Using the records below, transcribe word for word the stretch from the line that contains "x=364, y=371" through the line that contains "pin the shelving unit, one dot per instance", both end lines included, and nothing else.
*** RECORDS ***
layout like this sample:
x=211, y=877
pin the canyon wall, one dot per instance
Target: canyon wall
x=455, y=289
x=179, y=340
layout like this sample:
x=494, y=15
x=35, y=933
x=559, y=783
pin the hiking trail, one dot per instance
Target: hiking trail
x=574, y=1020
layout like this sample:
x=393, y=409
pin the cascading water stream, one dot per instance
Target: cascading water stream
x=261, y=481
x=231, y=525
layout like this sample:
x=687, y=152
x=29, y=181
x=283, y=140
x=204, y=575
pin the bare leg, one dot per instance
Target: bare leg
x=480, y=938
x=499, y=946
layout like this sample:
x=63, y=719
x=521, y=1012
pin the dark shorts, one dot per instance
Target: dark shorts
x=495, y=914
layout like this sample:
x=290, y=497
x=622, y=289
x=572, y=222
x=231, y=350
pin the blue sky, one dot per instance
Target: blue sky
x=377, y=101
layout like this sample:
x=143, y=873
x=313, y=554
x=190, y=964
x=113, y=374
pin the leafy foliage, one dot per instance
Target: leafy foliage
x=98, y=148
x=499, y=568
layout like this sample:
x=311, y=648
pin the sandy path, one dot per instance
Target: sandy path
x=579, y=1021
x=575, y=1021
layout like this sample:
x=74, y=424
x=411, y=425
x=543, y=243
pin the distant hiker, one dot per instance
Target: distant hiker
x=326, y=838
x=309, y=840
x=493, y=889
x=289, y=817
*** End of RECORDS ***
*** RECORDS ***
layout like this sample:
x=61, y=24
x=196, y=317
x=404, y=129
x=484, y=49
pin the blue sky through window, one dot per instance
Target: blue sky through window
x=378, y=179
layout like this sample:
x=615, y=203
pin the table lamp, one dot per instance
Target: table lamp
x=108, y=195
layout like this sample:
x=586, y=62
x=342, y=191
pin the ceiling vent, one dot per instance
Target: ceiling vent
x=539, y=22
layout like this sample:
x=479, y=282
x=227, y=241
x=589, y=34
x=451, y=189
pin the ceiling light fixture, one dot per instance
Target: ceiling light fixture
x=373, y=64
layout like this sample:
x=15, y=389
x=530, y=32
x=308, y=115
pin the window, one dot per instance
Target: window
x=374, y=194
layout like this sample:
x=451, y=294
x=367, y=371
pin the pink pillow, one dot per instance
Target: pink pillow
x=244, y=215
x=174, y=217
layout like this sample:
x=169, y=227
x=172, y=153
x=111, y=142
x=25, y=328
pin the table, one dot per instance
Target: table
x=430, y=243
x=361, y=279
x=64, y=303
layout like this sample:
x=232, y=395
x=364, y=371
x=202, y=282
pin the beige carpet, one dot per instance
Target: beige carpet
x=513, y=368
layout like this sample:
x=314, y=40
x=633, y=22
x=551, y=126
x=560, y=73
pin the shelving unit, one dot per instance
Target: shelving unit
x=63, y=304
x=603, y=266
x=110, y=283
*** End of RECORDS ***
(SOLUTION FOR THIS EXERCISE)
x=364, y=371
x=202, y=282
pin the beige carpet, one dot per instance
Target: beige carpet
x=513, y=368
layout like this sample:
x=314, y=40
x=633, y=22
x=551, y=126
x=560, y=73
pin the shelving unit, one dot per instance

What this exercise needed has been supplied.